__Source excerpt__.
---

Performance Management

What is Performance Management?

​​Performance management is a strategic process that aligns employee performance with an organization’s goals through continuous feedback, evaluation, and development. By fostering clear communication and setting measurable objectives, it empowers employees to optimize their abilities while driving overall business success. 

The Basic Idea

After working for a company that you considered to be archaic in its operations, you are relieved by the refreshing, innovative organization where you’ve landed a new job. You’re fairly young and uncertain about your career, making you eager for continuous feedback. One of the biggest issues with your prior employer was only having annual check-ins with your manager and feeling disconnected from the priorities of the company at large.  Luckily, after being at your new gig for only one month, your manager is already taking a more proactive approach, with biweekly check-ins on your performance and where you are on the road to achieving both personal and organizational goals.

Your experience with your new company is best captured by performance management: a dynamic, strategic process that replaces outdated annual reviews with ongoing collaboration, aligning employee performance with organizational goals through continuous feedback, measurable objectives, and regular coaching to drive individual and business success. Many companies have a formal performance management program or system that helps higher-ups and their employees foster a mutual understanding—with an emphasis on how one’s own work may align with a company’s bigger vision. 

Typically, performance management programs rely on the funds collected from the organization’s performance budget, which measures the program’s outcomes and then uses those results to inform future budget allocations, such as supplemental training.2 In an ideal world, employees and employers work together to achieve an absolute performance standard.3 While this level of perfection may be unattainable in practice, it remains a useful benchmark for striving toward optimal performance and the highest quality of work.

Conventional performance management tools often focus on familiar practices, such as goal-setting and measuring objectives, which help clarify how individual performance is assessed. Recently, however, there has been a notable shift away from performance appraisals such as annual assessments and toward more regular feedback mechanisms.1 Modern tools facilitating this shift include 360-degree feedback platforms and continuous performance tracking systems like real-time feedback apps.4

Though nowadays there is performance management software that can do most of the work for managers, companies usually tailor performance management to their own unique needs. In general, here are some universal elements of performance management:1

  1. Align employee activities relative to company goals and business objectives. Employees need to recognize how their job plays a part in a company’s larger goals. A joint process between supervisors and employees helps to define responsibility and ensure accountability on the job.

---

__Exercise 1__.
Write out the listing word for word from its start through the line holding "column 188, row 101", inclusive. Leave out the pictures.

Pointing and labeling entries:

---

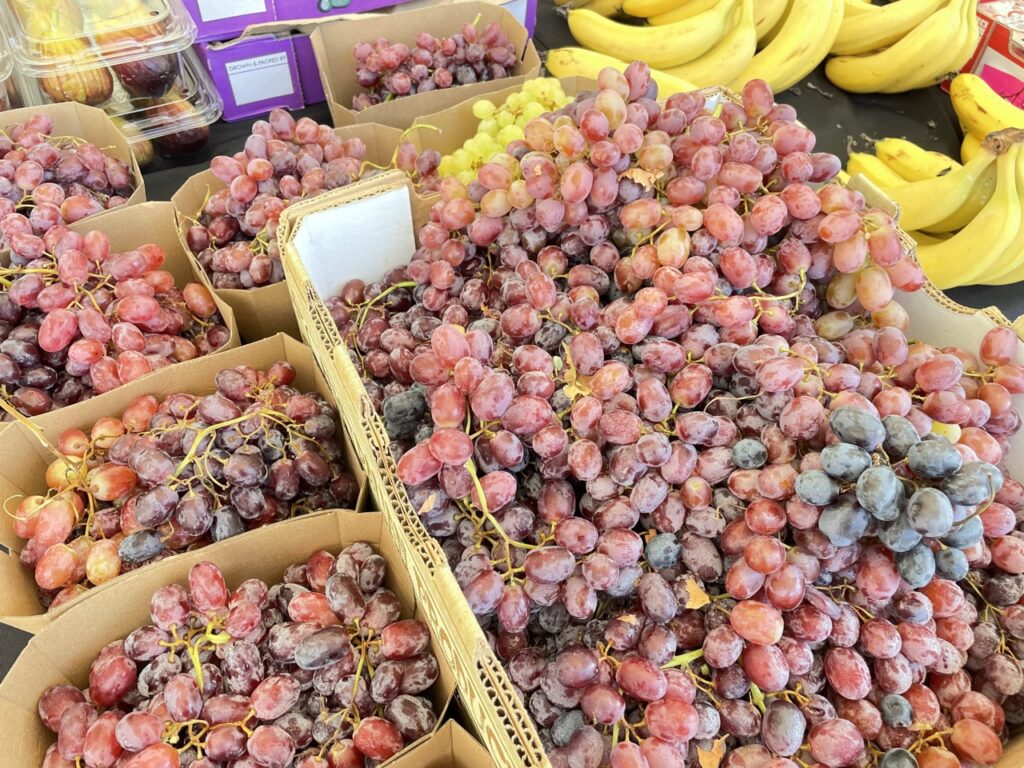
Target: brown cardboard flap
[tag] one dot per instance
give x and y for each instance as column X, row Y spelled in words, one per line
column 64, row 651
column 26, row 459
column 333, row 46
column 72, row 119
column 264, row 311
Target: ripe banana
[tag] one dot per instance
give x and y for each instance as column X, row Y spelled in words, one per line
column 912, row 162
column 980, row 109
column 680, row 10
column 669, row 45
column 866, row 32
column 807, row 33
column 728, row 57
column 568, row 61
column 970, row 146
column 867, row 165
column 1014, row 255
column 981, row 193
column 767, row 13
column 926, row 203
column 923, row 55
column 983, row 244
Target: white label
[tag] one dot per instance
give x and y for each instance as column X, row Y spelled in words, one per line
column 214, row 10
column 260, row 78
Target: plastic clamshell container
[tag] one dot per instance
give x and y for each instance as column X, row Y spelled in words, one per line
column 52, row 37
column 188, row 101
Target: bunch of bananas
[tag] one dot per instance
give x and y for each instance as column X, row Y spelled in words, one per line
column 967, row 219
column 713, row 42
column 903, row 45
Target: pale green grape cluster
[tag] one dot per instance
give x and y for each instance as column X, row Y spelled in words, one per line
column 501, row 125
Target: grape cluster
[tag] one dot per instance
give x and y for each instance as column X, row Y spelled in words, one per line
column 235, row 235
column 388, row 71
column 47, row 180
column 318, row 671
column 664, row 425
column 172, row 475
column 501, row 125
column 77, row 320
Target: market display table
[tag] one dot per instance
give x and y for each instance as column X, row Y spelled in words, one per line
column 842, row 122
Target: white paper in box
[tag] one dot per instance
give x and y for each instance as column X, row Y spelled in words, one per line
column 364, row 239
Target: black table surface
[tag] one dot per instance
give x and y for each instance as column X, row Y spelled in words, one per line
column 842, row 121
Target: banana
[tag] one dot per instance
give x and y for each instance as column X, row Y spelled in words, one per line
column 662, row 11
column 568, row 61
column 923, row 239
column 605, row 7
column 926, row 203
column 803, row 41
column 980, row 109
column 669, row 45
column 973, row 252
column 912, row 162
column 921, row 57
column 767, row 13
column 868, row 165
column 870, row 31
column 981, row 193
column 729, row 57
column 1014, row 255
column 970, row 146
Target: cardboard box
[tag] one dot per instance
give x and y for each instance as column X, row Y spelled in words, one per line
column 62, row 652
column 264, row 311
column 333, row 43
column 222, row 19
column 450, row 747
column 25, row 459
column 998, row 58
column 72, row 119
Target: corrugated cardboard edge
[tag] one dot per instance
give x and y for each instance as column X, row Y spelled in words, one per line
column 51, row 657
column 264, row 311
column 20, row 475
column 333, row 47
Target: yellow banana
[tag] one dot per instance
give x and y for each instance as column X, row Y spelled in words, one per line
column 922, row 239
column 669, row 45
column 767, row 13
column 867, row 32
column 912, row 162
column 981, row 193
column 980, row 109
column 807, row 33
column 975, row 250
column 1014, row 255
column 868, row 165
column 667, row 11
column 926, row 203
column 729, row 57
column 605, row 7
column 970, row 146
column 568, row 61
column 922, row 55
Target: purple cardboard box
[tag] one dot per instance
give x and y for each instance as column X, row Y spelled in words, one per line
column 255, row 75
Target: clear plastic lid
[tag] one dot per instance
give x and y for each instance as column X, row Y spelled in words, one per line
column 160, row 95
column 52, row 37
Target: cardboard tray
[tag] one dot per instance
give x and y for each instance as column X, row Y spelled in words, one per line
column 26, row 460
column 62, row 651
column 333, row 44
column 264, row 311
column 387, row 211
column 129, row 227
column 71, row 119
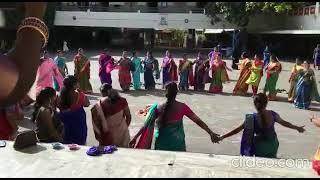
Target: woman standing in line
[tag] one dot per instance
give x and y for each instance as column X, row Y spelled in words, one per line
column 150, row 66
column 168, row 118
column 185, row 72
column 259, row 137
column 316, row 57
column 138, row 69
column 219, row 75
column 256, row 74
column 273, row 70
column 200, row 72
column 169, row 69
column 241, row 88
column 82, row 71
column 306, row 88
column 296, row 70
column 124, row 72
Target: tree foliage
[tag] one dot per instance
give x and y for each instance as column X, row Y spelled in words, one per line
column 239, row 13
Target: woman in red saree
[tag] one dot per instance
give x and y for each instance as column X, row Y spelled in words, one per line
column 124, row 72
column 82, row 71
column 111, row 118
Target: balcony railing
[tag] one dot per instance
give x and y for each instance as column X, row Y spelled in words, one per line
column 139, row 9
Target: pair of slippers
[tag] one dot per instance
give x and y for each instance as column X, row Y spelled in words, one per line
column 96, row 151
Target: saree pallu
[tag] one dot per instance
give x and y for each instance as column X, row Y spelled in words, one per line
column 255, row 76
column 199, row 75
column 106, row 66
column 303, row 94
column 296, row 70
column 219, row 76
column 124, row 77
column 148, row 75
column 252, row 145
column 75, row 126
column 271, row 83
column 185, row 69
column 306, row 90
column 112, row 130
column 171, row 137
column 272, row 78
column 82, row 72
column 146, row 137
column 136, row 74
column 184, row 80
column 170, row 72
column 241, row 86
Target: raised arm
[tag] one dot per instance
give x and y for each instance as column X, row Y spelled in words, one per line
column 25, row 56
column 128, row 115
column 284, row 123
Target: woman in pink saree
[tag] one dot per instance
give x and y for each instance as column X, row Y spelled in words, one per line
column 111, row 118
column 47, row 72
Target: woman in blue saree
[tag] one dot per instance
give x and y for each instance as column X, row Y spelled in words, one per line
column 71, row 104
column 185, row 72
column 306, row 88
column 150, row 66
column 259, row 137
column 168, row 118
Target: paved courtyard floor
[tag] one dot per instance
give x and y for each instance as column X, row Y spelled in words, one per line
column 221, row 112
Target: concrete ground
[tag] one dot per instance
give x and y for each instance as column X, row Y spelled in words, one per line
column 221, row 112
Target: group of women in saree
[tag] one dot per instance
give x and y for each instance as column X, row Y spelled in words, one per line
column 129, row 66
column 212, row 70
column 303, row 86
column 164, row 126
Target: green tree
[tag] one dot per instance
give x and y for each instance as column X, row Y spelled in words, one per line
column 239, row 13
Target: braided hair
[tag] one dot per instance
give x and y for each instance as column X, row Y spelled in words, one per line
column 172, row 91
column 42, row 98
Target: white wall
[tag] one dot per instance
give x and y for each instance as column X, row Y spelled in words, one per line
column 136, row 20
column 181, row 21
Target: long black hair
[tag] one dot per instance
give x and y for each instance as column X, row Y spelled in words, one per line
column 172, row 91
column 42, row 98
column 260, row 102
column 69, row 84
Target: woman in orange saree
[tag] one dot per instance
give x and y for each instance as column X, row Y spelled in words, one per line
column 241, row 87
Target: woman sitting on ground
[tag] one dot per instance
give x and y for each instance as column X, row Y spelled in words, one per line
column 111, row 118
column 259, row 136
column 71, row 104
column 170, row 134
column 48, row 127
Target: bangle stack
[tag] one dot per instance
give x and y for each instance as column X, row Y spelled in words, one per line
column 38, row 25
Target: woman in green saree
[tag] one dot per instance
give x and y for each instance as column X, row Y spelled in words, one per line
column 259, row 137
column 168, row 118
column 273, row 70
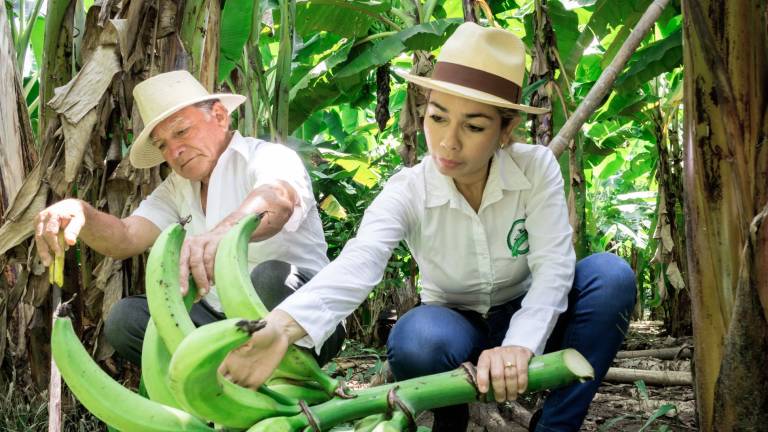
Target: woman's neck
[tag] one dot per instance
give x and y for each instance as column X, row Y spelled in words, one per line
column 472, row 189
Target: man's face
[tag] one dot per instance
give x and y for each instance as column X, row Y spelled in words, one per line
column 192, row 140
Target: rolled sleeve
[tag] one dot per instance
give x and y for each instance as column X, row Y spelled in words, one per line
column 551, row 260
column 277, row 163
column 334, row 293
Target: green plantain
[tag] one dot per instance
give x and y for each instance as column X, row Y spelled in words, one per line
column 104, row 397
column 239, row 299
column 195, row 382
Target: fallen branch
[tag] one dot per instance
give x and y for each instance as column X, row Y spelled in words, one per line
column 660, row 378
column 675, row 353
column 604, row 84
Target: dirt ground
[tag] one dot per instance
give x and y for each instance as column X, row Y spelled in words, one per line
column 616, row 407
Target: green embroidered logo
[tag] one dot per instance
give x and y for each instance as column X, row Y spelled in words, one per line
column 517, row 239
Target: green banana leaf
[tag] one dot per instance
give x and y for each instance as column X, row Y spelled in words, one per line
column 565, row 24
column 651, row 61
column 348, row 18
column 236, row 26
column 606, row 15
column 420, row 37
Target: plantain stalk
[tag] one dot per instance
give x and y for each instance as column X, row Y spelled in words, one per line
column 547, row 371
column 56, row 271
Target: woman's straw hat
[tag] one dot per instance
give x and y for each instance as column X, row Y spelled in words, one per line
column 161, row 96
column 481, row 64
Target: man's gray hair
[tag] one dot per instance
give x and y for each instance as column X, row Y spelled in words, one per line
column 206, row 105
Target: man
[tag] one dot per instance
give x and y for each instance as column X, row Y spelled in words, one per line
column 218, row 178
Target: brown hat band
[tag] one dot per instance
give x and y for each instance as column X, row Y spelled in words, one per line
column 477, row 79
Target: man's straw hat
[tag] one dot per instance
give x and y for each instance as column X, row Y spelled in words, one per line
column 161, row 96
column 481, row 64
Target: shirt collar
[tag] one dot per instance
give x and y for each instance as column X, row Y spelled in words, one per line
column 504, row 174
column 239, row 144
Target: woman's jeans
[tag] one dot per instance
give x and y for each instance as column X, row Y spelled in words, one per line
column 432, row 339
column 274, row 281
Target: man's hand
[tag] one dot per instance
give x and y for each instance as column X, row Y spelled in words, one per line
column 253, row 363
column 506, row 368
column 67, row 215
column 198, row 255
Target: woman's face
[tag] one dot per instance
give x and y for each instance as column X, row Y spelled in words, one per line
column 462, row 135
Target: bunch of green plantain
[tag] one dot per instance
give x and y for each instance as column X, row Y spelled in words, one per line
column 180, row 364
column 179, row 361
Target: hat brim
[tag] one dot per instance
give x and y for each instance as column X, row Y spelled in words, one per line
column 468, row 93
column 144, row 155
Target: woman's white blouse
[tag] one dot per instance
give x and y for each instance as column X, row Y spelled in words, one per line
column 518, row 243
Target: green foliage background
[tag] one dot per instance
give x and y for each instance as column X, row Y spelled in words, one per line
column 328, row 71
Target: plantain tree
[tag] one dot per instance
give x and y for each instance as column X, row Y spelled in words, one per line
column 726, row 207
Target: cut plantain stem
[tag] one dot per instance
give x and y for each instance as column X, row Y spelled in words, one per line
column 459, row 386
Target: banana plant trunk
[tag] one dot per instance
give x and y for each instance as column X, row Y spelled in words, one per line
column 726, row 194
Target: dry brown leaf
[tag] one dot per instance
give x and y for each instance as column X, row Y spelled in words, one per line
column 16, row 230
column 76, row 141
column 675, row 276
column 83, row 93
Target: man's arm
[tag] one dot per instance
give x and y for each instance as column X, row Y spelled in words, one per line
column 274, row 201
column 105, row 233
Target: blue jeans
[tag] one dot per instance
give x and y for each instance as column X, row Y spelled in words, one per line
column 432, row 339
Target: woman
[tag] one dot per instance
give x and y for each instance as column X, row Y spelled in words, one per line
column 487, row 222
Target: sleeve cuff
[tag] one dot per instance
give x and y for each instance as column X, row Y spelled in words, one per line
column 310, row 315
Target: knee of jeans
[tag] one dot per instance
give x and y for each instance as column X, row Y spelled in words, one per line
column 115, row 330
column 268, row 279
column 618, row 279
column 420, row 353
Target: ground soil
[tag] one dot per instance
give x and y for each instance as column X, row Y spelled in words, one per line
column 616, row 407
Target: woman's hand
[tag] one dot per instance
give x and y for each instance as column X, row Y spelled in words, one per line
column 505, row 369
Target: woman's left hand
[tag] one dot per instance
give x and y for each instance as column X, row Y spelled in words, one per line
column 505, row 369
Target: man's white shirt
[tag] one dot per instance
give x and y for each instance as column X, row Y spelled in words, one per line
column 517, row 243
column 246, row 164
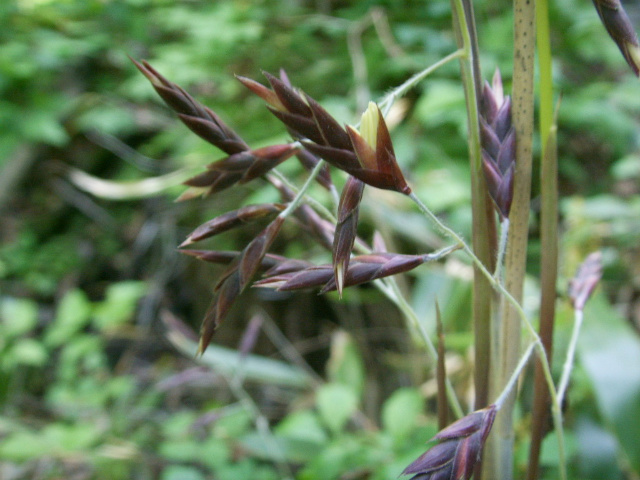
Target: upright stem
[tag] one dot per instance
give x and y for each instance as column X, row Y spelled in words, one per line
column 502, row 438
column 484, row 239
column 548, row 235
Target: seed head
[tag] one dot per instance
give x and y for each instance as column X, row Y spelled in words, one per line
column 459, row 449
column 585, row 280
column 619, row 27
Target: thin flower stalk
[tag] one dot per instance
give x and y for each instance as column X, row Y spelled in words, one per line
column 580, row 289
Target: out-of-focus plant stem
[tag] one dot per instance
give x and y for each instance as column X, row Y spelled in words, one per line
column 548, row 236
column 499, row 458
column 484, row 237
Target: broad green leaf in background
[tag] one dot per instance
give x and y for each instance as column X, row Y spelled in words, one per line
column 345, row 364
column 72, row 315
column 401, row 412
column 336, row 403
column 17, row 317
column 119, row 304
column 609, row 350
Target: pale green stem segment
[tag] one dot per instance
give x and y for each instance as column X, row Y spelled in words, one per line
column 483, row 223
column 393, row 292
column 508, row 388
column 502, row 246
column 537, row 343
column 571, row 353
column 499, row 457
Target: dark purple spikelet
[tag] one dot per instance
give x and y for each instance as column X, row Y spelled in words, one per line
column 361, row 269
column 241, row 167
column 242, row 163
column 498, row 141
column 620, row 29
column 235, row 279
column 346, row 228
column 200, row 119
column 233, row 219
column 370, row 158
column 458, row 451
column 585, row 280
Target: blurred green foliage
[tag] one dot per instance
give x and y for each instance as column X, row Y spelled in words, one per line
column 88, row 384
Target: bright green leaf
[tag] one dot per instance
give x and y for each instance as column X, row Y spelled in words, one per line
column 336, row 403
column 119, row 305
column 401, row 412
column 18, row 316
column 73, row 314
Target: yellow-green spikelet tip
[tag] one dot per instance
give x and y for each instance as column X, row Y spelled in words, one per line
column 369, row 125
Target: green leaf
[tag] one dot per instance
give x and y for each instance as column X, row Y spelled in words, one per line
column 119, row 304
column 336, row 403
column 181, row 472
column 609, row 350
column 401, row 412
column 18, row 316
column 26, row 351
column 303, row 424
column 73, row 315
column 345, row 364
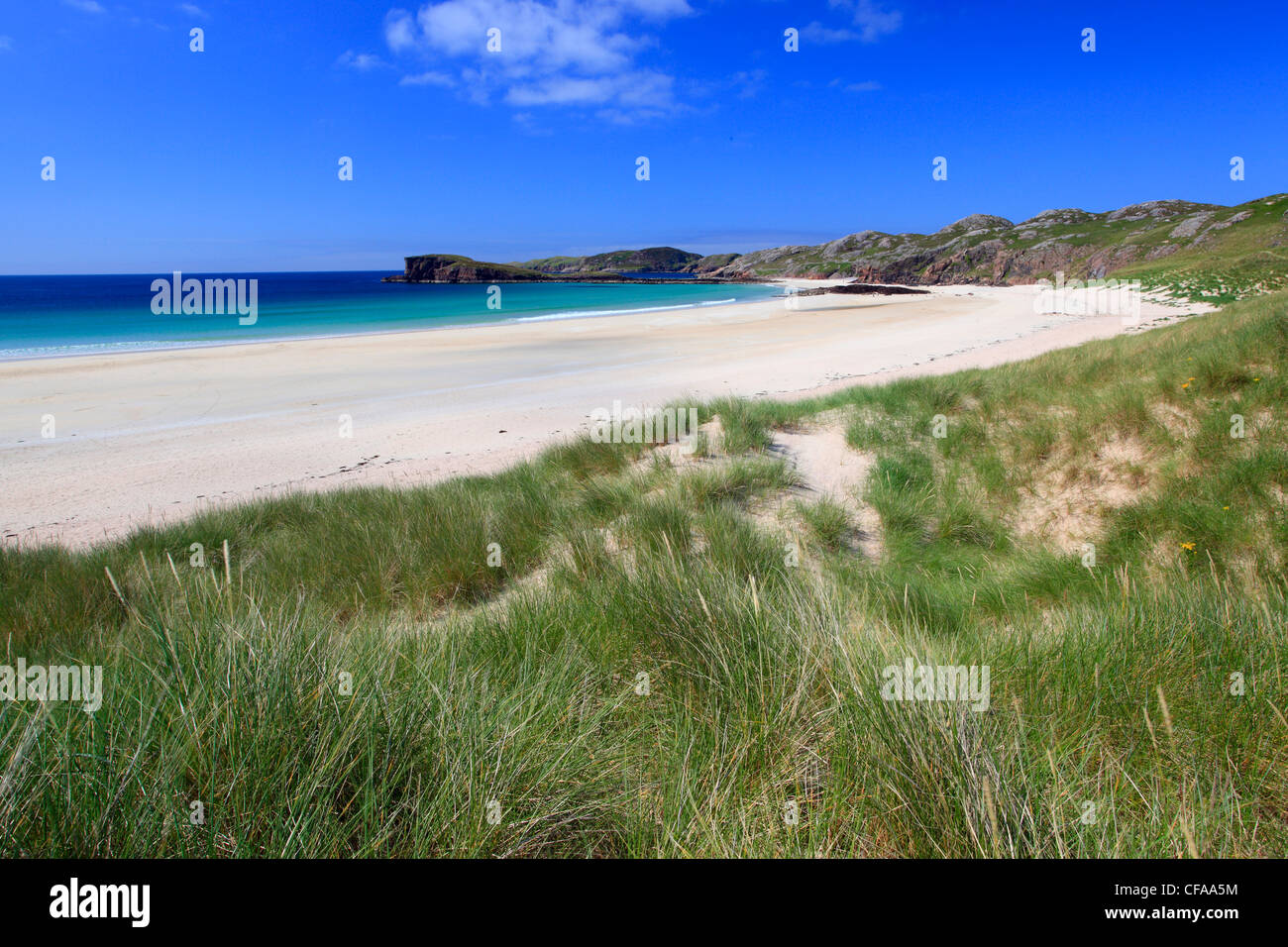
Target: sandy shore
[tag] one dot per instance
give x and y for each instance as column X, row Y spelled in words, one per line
column 151, row 437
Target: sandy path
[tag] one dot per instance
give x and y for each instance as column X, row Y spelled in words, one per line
column 147, row 437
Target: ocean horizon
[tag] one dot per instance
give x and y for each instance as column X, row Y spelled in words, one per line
column 58, row 316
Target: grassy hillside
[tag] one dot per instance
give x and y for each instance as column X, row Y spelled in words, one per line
column 761, row 615
column 1202, row 250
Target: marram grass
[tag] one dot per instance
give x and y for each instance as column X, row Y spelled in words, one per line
column 645, row 673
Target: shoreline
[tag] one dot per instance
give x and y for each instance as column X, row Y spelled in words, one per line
column 155, row 437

---

__Exercise 2__.
Extract the passage of the performance management text between "After working for" and "and organizational goals.", inclusive, word for word.

__Solution 1__.
Target: brown cardboard flap
[tag] one dot per instance
give x and y for each instance as column X, row Y spelled in words, one per line
column 64, row 651
column 26, row 459
column 333, row 46
column 72, row 119
column 264, row 311
Target: ripe banana
[tag] one dot per instance
give x and y for each instance as column X, row Y spelled in words, one per line
column 912, row 162
column 980, row 109
column 680, row 10
column 669, row 45
column 866, row 32
column 807, row 33
column 728, row 57
column 568, row 61
column 970, row 146
column 867, row 165
column 1014, row 255
column 981, row 193
column 767, row 13
column 926, row 203
column 923, row 55
column 983, row 244
Target: white label
[tag] one dot per instance
give x and y for each instance as column X, row Y spelled in words, one per line
column 214, row 10
column 260, row 78
Target: plastic clamshell container
[tag] one dot per instance
give x and y for each instance as column X, row Y spelled in words, one per line
column 52, row 37
column 188, row 101

__Solution 2__.
After working for a company that you considered to be archaic in its operations, you are relieved by the refreshing, innovative organization where you’ve landed a new job. You’re fairly young and uncertain about your career, making you eager for continuous feedback. One of the biggest issues with your prior employer was only having annual check-ins with your manager and feeling disconnected from the priorities of the company at large.  Luckily, after being at your new gig for only one month, your manager is already taking a more proactive approach, with biweekly check-ins on your performance and where you are on the road to achieving both personal and organizational goals.